**CONSIGNES:**
Poursuivez l'entretien avec Daniel Psenny sur sa vie de photographe à Budapest, en reprenant juste après sa dernière phrase.

**EXTRAIT CHOISI:**
———
Le Courrier d’Europe centrale : Quelle est votre relation avec la Hongrie ?
Daniel Psenny : Voilà trois ans que j’ai quitté Paris pour m’installer à Budapest où j’ai suivi ma femme qui est Hongroise. Après quarante ans de journalisme en France, dont vingt et un ans passés au journal « Le Monde », j’ai décidé de poser mon stylo et de profiter de la vie. En quittant l’écriture au quotidien, j’ai redécouvert le plaisir de photographier comme je le faisais il y a quarante ans avant de passer à l’écriture. Après toutes ces années pendant lesquelles je n’avais pas touché un appareil photo, j’ai eu l’impression d’avoir un œil tout neuf, curieux et, surtout, en rien blasé. Il faut dire que Budapest possède une atmosphère particulière et c’est un formidable terrain de jeu pour un photographe. Que ce soit d’un point de vue architectural, de l’Histoire ou du mode de vie, je suis tous les jours surpris. C’est la singularité de cette ville avec ses bains, ses jardins, ses larges avenues, ses bars, ses monuments et son passé que l’on devine ancré jusque dans les murs. A Budapest, j’ai parfois l’impression de revivre les années soixante-dix en France avec cette forme d’insouciance, de plaisir et de solidarité.
Que pourra découvrir le visiteur lors de votre exposition ?
———
**DONNÉES FOURNIES:**
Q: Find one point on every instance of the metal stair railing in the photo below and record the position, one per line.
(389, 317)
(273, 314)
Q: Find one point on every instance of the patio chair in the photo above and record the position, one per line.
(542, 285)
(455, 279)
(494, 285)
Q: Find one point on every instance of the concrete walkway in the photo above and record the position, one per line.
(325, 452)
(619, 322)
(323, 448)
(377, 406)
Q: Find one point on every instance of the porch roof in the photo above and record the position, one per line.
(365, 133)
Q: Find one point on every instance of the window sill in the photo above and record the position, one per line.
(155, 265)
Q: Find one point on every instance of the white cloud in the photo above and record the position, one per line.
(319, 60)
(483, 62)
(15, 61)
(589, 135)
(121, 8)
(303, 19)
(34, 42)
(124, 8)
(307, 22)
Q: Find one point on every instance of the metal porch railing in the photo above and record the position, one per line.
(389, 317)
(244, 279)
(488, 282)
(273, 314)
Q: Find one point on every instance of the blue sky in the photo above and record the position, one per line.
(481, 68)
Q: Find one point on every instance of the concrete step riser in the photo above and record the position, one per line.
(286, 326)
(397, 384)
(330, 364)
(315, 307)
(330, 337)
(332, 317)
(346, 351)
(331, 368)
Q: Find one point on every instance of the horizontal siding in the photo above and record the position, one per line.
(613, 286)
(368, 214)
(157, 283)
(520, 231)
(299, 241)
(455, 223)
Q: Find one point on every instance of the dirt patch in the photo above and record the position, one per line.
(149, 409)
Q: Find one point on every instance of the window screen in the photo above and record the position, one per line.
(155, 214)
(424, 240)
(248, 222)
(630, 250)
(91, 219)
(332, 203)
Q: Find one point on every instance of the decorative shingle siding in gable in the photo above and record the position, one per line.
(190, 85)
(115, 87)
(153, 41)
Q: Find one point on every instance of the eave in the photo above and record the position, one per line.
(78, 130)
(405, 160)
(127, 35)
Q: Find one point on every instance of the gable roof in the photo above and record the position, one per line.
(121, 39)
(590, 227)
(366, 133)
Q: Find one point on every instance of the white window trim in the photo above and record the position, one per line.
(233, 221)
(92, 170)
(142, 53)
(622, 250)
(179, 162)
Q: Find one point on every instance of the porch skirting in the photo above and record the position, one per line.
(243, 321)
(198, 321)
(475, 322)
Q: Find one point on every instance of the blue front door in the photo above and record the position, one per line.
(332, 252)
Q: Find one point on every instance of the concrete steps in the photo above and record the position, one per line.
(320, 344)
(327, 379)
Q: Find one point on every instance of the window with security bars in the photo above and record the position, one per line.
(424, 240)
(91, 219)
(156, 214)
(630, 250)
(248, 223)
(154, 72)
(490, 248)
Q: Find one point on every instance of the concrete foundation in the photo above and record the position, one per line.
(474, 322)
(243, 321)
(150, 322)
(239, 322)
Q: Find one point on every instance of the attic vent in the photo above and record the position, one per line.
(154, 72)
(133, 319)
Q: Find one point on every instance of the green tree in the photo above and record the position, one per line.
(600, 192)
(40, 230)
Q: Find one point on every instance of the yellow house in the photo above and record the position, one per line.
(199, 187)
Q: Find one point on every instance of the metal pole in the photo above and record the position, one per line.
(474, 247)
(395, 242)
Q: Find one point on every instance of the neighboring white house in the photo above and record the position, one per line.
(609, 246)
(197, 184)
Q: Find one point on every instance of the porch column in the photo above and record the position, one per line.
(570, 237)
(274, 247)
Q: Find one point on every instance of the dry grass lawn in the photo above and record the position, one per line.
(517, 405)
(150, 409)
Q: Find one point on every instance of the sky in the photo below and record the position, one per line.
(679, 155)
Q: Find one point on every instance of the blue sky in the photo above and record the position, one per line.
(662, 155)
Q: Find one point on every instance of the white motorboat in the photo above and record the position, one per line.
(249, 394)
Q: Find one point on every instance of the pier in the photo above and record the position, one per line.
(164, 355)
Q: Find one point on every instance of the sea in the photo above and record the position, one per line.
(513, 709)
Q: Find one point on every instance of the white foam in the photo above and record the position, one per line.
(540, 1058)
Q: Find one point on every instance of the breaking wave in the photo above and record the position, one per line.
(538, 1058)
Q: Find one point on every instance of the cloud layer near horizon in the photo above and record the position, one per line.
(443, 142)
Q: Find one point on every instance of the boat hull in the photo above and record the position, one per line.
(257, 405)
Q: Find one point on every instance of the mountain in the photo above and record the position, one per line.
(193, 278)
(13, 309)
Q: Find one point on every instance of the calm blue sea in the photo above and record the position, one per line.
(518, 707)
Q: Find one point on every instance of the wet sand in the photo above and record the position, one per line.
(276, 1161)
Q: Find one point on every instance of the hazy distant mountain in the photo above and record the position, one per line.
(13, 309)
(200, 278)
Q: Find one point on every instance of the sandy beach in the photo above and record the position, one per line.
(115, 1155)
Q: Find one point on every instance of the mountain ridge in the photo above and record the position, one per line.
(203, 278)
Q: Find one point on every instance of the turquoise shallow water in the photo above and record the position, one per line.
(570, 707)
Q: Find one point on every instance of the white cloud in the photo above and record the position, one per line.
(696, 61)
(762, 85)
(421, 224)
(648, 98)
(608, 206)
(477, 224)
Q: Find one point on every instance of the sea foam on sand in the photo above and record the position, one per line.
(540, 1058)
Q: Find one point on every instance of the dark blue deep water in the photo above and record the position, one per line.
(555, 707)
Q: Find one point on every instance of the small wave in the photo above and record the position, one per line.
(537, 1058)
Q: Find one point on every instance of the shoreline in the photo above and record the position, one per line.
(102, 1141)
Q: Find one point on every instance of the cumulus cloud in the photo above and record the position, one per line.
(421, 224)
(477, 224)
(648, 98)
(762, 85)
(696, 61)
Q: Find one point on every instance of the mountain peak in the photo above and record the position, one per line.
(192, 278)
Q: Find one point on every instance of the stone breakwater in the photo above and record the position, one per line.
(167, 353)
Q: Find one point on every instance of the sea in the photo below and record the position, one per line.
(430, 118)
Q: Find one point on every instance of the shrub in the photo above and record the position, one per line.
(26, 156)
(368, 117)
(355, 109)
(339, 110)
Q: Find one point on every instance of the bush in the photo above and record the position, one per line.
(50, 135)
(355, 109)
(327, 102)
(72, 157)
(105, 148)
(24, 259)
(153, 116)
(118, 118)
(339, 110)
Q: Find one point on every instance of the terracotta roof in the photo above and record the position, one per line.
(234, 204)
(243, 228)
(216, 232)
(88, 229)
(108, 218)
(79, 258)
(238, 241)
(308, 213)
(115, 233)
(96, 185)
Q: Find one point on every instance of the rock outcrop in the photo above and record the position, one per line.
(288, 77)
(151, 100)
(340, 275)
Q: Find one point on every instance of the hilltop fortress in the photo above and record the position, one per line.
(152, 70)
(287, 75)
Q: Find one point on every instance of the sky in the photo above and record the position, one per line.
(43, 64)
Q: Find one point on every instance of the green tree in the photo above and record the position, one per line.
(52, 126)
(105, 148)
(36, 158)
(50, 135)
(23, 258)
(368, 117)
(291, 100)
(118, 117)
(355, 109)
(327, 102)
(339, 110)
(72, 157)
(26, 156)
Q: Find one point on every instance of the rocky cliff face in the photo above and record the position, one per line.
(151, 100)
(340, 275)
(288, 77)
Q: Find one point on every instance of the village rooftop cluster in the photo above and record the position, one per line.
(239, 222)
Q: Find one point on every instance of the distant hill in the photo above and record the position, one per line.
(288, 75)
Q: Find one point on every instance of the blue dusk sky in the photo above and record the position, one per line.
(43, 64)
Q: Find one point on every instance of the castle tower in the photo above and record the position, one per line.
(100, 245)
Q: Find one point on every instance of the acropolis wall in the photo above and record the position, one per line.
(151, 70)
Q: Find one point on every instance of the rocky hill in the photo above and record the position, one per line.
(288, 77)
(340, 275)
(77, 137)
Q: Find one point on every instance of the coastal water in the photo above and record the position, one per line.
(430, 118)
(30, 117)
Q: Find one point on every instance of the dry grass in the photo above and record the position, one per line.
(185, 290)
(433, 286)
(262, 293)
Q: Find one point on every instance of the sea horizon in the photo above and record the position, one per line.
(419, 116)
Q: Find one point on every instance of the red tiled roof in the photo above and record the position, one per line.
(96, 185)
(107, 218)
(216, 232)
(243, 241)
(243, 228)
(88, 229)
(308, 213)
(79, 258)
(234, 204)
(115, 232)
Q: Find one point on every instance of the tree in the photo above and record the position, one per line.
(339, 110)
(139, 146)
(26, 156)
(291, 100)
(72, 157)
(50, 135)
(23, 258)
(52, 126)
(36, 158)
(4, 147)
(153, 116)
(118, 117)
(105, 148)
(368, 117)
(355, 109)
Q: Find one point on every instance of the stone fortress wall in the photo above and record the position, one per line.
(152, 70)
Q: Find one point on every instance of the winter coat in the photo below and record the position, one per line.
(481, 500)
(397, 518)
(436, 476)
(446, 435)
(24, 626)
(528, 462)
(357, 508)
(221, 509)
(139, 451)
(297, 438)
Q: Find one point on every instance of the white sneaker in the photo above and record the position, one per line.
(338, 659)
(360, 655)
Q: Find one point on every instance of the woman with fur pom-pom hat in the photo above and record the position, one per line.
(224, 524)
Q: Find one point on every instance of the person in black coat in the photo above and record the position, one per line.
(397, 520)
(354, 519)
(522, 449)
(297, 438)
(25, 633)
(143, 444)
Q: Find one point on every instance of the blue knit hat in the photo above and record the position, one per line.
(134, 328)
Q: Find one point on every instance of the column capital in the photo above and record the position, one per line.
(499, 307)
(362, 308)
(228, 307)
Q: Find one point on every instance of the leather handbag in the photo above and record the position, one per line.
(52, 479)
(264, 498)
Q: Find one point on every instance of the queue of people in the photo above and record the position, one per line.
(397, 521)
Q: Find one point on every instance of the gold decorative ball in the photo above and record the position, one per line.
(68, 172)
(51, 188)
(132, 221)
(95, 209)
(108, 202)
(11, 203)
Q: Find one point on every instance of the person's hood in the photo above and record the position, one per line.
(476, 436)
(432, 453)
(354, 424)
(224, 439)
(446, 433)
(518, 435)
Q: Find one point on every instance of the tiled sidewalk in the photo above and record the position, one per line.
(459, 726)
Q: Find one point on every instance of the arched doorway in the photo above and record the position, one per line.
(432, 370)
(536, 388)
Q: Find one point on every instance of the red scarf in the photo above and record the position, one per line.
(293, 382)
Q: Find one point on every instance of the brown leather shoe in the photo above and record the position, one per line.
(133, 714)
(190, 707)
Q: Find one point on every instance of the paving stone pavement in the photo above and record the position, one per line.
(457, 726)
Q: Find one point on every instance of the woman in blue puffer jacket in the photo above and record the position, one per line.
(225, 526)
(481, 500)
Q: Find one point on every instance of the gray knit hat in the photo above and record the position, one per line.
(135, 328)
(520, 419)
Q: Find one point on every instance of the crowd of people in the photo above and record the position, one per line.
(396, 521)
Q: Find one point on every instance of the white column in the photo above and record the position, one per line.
———
**VOTRE RÉPONSE:**
Parmi les centaines de photos que j’ai pris prises depuis trois ans, j’en ai sélectionné trente qui, bien sûr, ne représentent pas une vision exhaustive de Budapest, mais sont le reflet de mon regard sur cette ville. On part de la gare de Nyugati en direction du lac Balaton en passant par le métro et les piscines. Sans me comparer à Cartier Bresson, j’essaie de saisir « l’instant décisif ». Avant d’appuyer, on voit le cadre, les personnages, la lumière et, parfois, tout s’aligne en un instant. Et là, on éprouve un vrai plaisir. D’autant plus qu’avec le numérique, on peut voir le résultat immédiatement.
Y a-t-il un cliché en particulier dont vous souhaitez nous raconter comment et dans quelles conditions il a été pris ?
J’aime beaucoup cette photo de la statue de Lénine emballée sous une bâche de plastique et reléguée dans un coin de Mémento Park. Ce jour-là, la lumière grise était magnifique et ce Lénine abandonné mais toujours « vivant » m’est apparu comme une métaphore du passé et du présent qui secoue la Hongrie et les ex-pays de l’Est depuis la chute du communisme. Ma préférée reste toutefois cet homme lisant sereinement son journal dans les thermes Paskal appuyé sur un muret de céramique en forme de canotier. Il représente pour moi la sérénité de Budapest.
Par cette expo, cherchez-vous à montrer à Paris une facette de la Hongrie moins sombre – voire plus réjouissante – que ce que dépeint généralement la presse internationale ?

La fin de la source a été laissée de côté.